— Actions to take —
1 – Please copy the passage from the generation loop text word for word, starting at "2. Temperature scaling." and ending at "never be chosen.".
2 – According to the generation loop text, how many logits does the model return on each forward pass?

— Text for analysis —
========
The Generation Loop
Generation works by starting with the BOS token and repeatedly asking the model: “given everything so far, what word comes next?”
let tokenId = tokenizer.BOS; // start with BOS
const tokens: number[] = [];
for (let posId = 0; posId < model.config.blockSize; posId++) {
const logits = gpt(model, tokenId, posId, keys, values);
// 1. Temperature scaling
let scores = logits.map((l) => l.data / temperature);
// 2. Top-k: keep only the k highest scores
if (topK > 0 && topK < scores.length) {
const sorted = [...scores].sort((a, b) => b - a);
const cutoff = sorted[topK];
scores = scores.map((s) => (s >= cutoff ? s : -Infinity));
}
// 3. Top-p: keep smallest set whose probabilities sum to p
if (topP < 1.0) { /* accumulate sorted probs, zero out the rest */ }
// 4. Softmax and sample (plain math, no autograd needed at inference)
const maxS = Math.max(...scores.filter((s) => s !== -Infinity));
const exps = scores.map((s) => (s === -Infinity ? 0 : Math.exp(s - maxS)));
const total = exps.reduce((a, b) => a + b, 0);
const probs = exps.map((e) => e / total);
tokenId = weightedChoice(probs);
if (tokenId === tokenizer.BOS) break;
tokens.push(tokenId);
}
return tokenizer.decode(tokens);
The full pipeline for turning logits into a sampled token:
597 logits -> temperature scaling -> top-k filter -> top-p filter -> softmax -> weighted sample
Step by Step
1. Forward pass. Feed the current token and position into the model. It returns 597 logits, one raw score per word in the vocabulary.
2. Temperature scaling. Divide all logits by the temperature. This controls how “creative” the model is:
| Temperature | Effect |
|---|---|
| 0.3 (low) | Sharper probabilities. Model picks the most likely word almost every time. Repetitive but safe. |
| 0.8 (medium) | Balanced. Some variety, mostly coherent. |
| 1.5 (high) | Flatter probabilities. Model considers unlikely words. More creative but may produce nonsense. |
3. Top-k filter. If topK is set (e.g., 10), sort the scores and set
everything outside the top k to negative infinity. Those words get zero
probability after softmax and can never be chosen.
========
— Raw data —
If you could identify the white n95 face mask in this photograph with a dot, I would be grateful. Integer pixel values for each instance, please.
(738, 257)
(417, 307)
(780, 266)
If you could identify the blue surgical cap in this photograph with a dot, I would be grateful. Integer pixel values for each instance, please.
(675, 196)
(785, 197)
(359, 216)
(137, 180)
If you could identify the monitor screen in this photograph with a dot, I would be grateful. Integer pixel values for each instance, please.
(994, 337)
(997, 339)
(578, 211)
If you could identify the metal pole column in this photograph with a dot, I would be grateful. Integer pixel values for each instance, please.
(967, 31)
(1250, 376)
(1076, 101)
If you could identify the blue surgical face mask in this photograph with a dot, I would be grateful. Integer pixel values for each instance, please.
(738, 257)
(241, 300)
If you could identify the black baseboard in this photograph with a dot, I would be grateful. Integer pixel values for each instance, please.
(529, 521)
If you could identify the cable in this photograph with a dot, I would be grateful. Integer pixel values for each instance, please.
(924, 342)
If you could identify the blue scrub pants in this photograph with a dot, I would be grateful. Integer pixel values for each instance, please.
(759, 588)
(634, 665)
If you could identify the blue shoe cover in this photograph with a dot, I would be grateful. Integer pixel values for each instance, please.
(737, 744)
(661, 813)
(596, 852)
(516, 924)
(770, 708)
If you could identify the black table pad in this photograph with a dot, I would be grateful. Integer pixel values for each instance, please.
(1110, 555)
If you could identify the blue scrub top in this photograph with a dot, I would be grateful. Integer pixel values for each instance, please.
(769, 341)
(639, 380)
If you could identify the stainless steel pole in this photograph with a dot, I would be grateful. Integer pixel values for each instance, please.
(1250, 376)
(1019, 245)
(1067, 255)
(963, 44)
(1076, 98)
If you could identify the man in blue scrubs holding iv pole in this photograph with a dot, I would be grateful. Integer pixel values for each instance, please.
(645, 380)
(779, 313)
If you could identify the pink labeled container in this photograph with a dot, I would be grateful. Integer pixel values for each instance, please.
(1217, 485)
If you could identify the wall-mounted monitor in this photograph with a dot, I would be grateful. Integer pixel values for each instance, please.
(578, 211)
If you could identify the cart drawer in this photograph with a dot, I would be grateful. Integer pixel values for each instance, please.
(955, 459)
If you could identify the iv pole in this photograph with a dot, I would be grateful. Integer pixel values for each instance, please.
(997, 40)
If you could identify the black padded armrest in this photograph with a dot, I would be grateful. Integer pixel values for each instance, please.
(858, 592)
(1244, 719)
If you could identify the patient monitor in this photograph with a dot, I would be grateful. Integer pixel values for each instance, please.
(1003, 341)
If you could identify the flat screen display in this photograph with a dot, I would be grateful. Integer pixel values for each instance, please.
========
— Written answers —
1 –
2. Temperature scaling. Divide all logits by the temperature. This controls how “creative” the model is:
| Temperature | Effect |
|---|---|
| 0.3 (low) | Sharper probabilities. Model picks the most likely word almost every time. Repetitive but safe. |
| 0.8 (medium) | Balanced. Some variety, mostly coherent. |
| 1.5 (high) | Flatter probabilities. Model considers unlikely words. More creative but may produce nonsense. |
3. Top-k filter. If topK is set (e.g., 10), sort the scores and set
everything outside the top k to negative infinity. Those words get zero
probability after softmax and can never be chosen.

2 – 597 logits, one raw score per word in the vocabulary.